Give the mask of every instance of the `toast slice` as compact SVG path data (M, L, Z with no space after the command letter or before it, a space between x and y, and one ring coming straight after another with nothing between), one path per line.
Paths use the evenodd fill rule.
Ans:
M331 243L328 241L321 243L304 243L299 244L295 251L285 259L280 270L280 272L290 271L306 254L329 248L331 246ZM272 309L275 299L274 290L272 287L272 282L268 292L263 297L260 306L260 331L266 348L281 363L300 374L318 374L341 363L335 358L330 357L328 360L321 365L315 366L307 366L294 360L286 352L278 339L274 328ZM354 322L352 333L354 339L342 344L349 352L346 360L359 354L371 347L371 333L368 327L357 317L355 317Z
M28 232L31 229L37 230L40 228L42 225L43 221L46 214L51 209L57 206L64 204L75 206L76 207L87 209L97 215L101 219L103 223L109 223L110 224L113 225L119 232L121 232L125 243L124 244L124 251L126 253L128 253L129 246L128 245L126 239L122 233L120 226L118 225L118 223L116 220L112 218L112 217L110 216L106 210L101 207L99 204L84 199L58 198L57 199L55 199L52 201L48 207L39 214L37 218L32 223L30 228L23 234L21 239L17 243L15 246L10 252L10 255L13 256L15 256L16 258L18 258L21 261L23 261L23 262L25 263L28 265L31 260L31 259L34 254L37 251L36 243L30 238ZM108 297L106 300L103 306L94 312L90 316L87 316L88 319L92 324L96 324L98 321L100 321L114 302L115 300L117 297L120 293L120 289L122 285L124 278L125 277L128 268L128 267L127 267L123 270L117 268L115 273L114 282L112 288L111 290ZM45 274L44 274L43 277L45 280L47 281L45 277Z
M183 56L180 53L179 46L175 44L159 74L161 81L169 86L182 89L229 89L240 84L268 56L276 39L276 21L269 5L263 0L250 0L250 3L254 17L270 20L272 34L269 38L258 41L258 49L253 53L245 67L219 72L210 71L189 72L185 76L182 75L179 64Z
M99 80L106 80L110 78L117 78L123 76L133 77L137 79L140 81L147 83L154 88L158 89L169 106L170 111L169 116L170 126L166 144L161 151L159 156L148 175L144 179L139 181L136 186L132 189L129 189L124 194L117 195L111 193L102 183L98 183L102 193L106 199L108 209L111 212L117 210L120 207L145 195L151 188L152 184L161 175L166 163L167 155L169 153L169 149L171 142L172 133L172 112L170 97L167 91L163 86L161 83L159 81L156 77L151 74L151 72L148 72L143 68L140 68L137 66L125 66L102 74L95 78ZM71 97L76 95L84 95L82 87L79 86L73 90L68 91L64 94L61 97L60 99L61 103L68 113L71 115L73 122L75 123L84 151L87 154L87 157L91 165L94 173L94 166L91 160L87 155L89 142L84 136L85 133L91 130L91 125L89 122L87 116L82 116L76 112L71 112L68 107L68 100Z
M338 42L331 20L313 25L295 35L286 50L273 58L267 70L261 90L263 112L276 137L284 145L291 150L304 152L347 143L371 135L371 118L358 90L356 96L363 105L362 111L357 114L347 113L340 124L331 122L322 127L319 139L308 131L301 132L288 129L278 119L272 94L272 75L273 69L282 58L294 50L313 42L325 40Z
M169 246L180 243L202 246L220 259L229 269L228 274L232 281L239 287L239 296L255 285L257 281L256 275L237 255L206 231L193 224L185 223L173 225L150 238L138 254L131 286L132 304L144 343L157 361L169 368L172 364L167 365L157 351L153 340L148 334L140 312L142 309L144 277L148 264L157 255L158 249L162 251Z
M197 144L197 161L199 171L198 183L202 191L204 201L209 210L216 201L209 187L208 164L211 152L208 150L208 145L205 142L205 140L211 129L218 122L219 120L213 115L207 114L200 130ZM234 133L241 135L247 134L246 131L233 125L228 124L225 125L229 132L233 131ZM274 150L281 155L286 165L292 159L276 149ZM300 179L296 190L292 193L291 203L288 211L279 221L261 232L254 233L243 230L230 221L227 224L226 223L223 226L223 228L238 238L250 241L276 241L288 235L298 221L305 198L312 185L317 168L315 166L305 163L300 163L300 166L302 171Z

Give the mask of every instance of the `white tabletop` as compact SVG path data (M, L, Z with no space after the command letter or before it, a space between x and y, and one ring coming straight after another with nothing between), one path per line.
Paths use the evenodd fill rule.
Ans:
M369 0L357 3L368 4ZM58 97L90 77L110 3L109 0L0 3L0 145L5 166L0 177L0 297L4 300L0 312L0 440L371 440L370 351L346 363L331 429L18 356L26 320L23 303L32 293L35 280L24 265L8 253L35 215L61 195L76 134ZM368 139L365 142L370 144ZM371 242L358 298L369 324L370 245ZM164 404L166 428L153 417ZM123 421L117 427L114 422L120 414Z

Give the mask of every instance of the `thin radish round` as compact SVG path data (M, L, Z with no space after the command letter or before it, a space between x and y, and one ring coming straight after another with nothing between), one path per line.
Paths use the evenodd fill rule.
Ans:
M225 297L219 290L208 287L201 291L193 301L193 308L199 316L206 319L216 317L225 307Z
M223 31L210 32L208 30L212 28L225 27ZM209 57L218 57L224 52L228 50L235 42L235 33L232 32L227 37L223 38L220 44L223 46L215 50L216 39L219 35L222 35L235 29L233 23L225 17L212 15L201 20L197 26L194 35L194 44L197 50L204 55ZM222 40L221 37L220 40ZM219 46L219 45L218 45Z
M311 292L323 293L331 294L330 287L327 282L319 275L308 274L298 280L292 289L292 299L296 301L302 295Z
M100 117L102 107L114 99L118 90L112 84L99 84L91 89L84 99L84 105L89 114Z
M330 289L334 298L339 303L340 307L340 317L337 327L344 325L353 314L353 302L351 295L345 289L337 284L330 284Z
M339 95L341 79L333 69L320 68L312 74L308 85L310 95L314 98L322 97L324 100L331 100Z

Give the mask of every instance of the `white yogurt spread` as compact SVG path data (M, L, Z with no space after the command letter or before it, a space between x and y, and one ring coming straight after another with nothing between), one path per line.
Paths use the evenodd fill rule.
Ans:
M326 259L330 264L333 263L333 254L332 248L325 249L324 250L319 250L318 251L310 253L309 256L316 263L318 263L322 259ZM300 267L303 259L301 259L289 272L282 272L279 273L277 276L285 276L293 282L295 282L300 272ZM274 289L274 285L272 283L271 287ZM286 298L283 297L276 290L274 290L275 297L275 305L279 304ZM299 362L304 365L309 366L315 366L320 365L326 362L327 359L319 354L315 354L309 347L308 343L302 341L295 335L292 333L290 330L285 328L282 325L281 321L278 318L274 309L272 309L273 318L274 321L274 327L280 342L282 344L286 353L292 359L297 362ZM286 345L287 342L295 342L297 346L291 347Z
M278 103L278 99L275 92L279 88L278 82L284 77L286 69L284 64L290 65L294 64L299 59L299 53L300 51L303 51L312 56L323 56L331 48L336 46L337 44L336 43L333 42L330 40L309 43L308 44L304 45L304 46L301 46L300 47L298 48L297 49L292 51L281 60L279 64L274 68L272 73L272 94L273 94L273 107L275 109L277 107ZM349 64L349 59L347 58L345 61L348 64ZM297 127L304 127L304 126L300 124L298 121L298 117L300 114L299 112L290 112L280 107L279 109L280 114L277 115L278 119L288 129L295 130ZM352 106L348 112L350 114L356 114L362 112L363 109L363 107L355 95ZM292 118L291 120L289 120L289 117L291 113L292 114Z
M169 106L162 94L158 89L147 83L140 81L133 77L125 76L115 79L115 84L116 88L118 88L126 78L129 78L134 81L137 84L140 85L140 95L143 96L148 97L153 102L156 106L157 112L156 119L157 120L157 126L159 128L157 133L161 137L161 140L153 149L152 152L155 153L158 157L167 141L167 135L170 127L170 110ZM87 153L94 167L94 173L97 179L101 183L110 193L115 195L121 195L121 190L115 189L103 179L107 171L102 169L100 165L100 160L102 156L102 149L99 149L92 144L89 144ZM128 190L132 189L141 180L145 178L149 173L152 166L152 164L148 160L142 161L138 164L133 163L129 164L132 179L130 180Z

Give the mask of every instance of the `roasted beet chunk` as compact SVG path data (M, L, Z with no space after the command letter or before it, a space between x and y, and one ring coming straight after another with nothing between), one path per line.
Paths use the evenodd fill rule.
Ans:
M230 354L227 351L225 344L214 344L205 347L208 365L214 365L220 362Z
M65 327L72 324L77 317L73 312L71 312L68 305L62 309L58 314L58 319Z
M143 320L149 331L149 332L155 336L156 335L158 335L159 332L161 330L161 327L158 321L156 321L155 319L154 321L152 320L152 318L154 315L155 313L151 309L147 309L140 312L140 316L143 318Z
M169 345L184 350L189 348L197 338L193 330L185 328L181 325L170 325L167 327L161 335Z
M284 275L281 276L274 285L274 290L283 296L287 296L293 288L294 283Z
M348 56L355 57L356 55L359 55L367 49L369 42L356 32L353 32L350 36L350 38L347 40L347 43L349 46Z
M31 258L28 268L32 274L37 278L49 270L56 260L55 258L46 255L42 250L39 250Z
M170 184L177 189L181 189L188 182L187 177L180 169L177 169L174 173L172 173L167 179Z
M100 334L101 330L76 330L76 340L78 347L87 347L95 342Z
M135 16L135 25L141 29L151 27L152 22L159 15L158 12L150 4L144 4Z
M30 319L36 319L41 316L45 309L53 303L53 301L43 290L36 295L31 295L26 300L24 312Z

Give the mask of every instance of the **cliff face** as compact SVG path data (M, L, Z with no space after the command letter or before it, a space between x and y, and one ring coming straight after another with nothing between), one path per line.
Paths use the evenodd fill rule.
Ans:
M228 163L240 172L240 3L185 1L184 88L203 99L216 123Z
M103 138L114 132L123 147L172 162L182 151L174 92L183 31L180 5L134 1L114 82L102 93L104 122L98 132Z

### TASK TO COMPLETE
Write out the lines above verbatim, starting with the line that contains "Give the mask of every instance of the **cliff" and continuing through the last line of the records.

### RESPONSE TO THE TASK
Give the mask of every instance of the **cliff face** as compact SVG path data (M, L, Z with no space after the command letter or before it, a space between x and y, and one ring coming straight after another with nothing between), one path per line.
Paths use the evenodd fill rule.
Ans:
M228 163L240 172L240 3L185 1L184 88L203 99L216 123Z
M103 138L114 132L123 147L172 162L182 151L174 92L183 31L180 5L134 1L114 82L102 93L104 122L98 132Z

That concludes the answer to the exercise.